Records from a data source
## BEGIN

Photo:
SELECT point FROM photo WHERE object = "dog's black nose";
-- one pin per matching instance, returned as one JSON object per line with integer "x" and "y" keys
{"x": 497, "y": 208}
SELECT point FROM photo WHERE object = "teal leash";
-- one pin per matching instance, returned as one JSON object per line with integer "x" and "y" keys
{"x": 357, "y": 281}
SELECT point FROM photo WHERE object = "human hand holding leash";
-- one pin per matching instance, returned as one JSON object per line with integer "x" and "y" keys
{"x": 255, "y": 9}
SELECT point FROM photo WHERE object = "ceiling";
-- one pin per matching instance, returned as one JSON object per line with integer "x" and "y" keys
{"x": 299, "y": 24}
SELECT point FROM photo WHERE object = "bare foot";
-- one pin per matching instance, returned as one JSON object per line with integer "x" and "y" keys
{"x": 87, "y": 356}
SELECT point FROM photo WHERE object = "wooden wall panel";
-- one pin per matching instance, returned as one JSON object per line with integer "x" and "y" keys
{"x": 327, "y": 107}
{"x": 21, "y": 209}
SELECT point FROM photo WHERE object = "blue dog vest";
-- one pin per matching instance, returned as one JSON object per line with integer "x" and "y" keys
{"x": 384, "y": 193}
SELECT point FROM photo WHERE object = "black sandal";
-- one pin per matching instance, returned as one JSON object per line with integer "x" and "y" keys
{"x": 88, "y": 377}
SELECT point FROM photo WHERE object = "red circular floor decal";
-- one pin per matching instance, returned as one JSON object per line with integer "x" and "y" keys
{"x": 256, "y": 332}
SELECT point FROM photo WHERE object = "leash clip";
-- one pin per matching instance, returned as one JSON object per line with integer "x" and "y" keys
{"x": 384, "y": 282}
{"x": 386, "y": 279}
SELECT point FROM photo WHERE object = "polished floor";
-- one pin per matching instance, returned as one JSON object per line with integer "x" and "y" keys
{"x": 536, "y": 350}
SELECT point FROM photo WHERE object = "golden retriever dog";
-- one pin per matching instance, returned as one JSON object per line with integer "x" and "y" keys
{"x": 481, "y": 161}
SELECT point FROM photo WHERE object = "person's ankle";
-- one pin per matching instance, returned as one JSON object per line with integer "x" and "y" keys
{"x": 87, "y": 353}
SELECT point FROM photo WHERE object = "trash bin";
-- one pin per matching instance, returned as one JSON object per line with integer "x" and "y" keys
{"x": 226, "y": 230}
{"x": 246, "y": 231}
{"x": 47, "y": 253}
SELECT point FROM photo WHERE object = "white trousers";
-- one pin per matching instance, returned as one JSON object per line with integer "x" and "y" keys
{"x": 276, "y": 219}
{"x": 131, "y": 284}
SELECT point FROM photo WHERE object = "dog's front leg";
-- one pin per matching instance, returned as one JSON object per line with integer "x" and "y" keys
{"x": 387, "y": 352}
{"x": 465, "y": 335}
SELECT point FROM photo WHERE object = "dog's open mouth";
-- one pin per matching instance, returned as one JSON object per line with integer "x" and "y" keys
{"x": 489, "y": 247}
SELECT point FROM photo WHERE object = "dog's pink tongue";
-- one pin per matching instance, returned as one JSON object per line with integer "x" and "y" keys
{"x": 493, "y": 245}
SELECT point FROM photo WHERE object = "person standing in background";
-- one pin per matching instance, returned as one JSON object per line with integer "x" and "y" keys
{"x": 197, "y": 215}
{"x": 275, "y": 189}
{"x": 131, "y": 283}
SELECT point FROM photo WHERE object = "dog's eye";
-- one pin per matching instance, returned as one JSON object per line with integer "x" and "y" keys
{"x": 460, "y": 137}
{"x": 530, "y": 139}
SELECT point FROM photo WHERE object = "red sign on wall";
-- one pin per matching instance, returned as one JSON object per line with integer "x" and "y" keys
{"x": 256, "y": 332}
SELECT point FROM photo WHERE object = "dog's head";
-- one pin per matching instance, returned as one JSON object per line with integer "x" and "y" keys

## END

Reproduce every record above exactly as it appears.

- Right answer:
Photo:
SELECT point FROM photo WHERE object = "dog's black nose";
-- one pin per matching instance, returned as one JSON object per line with integer "x" and "y" keys
{"x": 497, "y": 208}
SELECT point FROM photo WHERE object = "teal leash";
-- one pin per matching instance, returned as one JSON object per line with integer "x" and "y" keys
{"x": 357, "y": 281}
SELECT point FROM photo WHERE object = "human hand holding leash";
-- one pin per matching instance, returned as one JSON object per line with integer "x" and "y" keys
{"x": 255, "y": 9}
SELECT point FROM photo WHERE object = "ceiling";
-- one pin per matching instance, returned as one JSON object per line with integer "x" and "y" keys
{"x": 299, "y": 24}
SELECT point FROM photo WHERE object = "bare foot";
-- one pin per matching instance, returned as one JSON object per line with integer "x" and "y" keys
{"x": 87, "y": 356}
SELECT point FROM photo WHERE object = "wooden wall panel";
-- one pin per matching instance, returned as one JSON object per line with integer "x" and "y" keys
{"x": 327, "y": 107}
{"x": 21, "y": 209}
SELECT point FROM photo WHERE object = "blue dog vest";
-- one pin per matching instance, returned as one JSON object per line with integer "x" and "y" keys
{"x": 384, "y": 193}
SELECT point FROM photo WHERE object = "black sandal";
-- one pin per matching instance, returned as one JSON object per line with integer "x" and "y" keys
{"x": 88, "y": 377}
SELECT point FROM photo WHERE object = "red circular floor decal";
-- one pin per matching instance, returned as one JSON object per line with integer "x" and "y" keys
{"x": 256, "y": 332}
SELECT point FROM photo WHERE object = "leash clip";
-- one pin per matching instance, returned as one JSON object per line with integer "x" and "y" keys
{"x": 384, "y": 282}
{"x": 386, "y": 279}
SELECT point FROM photo WHERE object = "polished floor";
-- one pin per matching instance, returned as one JSON object per line with integer "x" and "y" keys
{"x": 536, "y": 350}
SELECT point FROM photo WHERE object = "golden retriever dog";
-- one pin per matching instance, returned as one JSON object per line with integer "x" and "y" keys
{"x": 481, "y": 161}
SELECT point FROM photo WHERE object = "person's ankle";
-- one pin per matching instance, returned as one JSON object per line with integer "x" and "y" keys
{"x": 87, "y": 353}
SELECT point FROM photo WHERE object = "trash bin";
-- one pin per matching instance, returned as one JSON object per line with integer "x" and "y" keys
{"x": 226, "y": 230}
{"x": 246, "y": 231}
{"x": 47, "y": 253}
SELECT point FROM photo WHERE object = "white trousers";
-- one pin per matching instance, returned as one JSON object per line with integer "x" and "y" keys
{"x": 276, "y": 219}
{"x": 131, "y": 284}
SELECT point FROM photo WHERE object = "dog's front leg";
-- one pin per matching instance, returned as one JSON object per line with integer "x" and "y" keys
{"x": 387, "y": 352}
{"x": 465, "y": 335}
SELECT point FROM photo WHERE object = "dog's open mouth";
-- one pin per matching instance, returned as one JSON object per line with integer "x" and "y" keys
{"x": 489, "y": 247}
SELECT point FROM photo WHERE object = "dog's pink tongue";
-- one pin per matching instance, returned as one JSON object per line with integer "x" and "y" keys
{"x": 493, "y": 245}
SELECT point FROM photo WHERE object = "person standing in background";
-- one pin per matching instance, returned as one JSON object per line with integer "x" and "y" keys
{"x": 197, "y": 215}
{"x": 275, "y": 189}
{"x": 131, "y": 283}
SELECT point FROM photo WHERE object = "dog's eye";
-- one pin per matching instance, returned as one JSON object per line with integer "x" and "y" keys
{"x": 460, "y": 137}
{"x": 530, "y": 139}
SELECT point FROM photo WHERE object = "red sign on wall";
-- one pin per matching instance, returned as one JSON object per line with integer "x" and "y" keys
{"x": 256, "y": 332}
SELECT point FROM photo WHERE object = "dog's head";
-- one pin per matching instance, returned as one JSON object per line with integer "x" and "y" keys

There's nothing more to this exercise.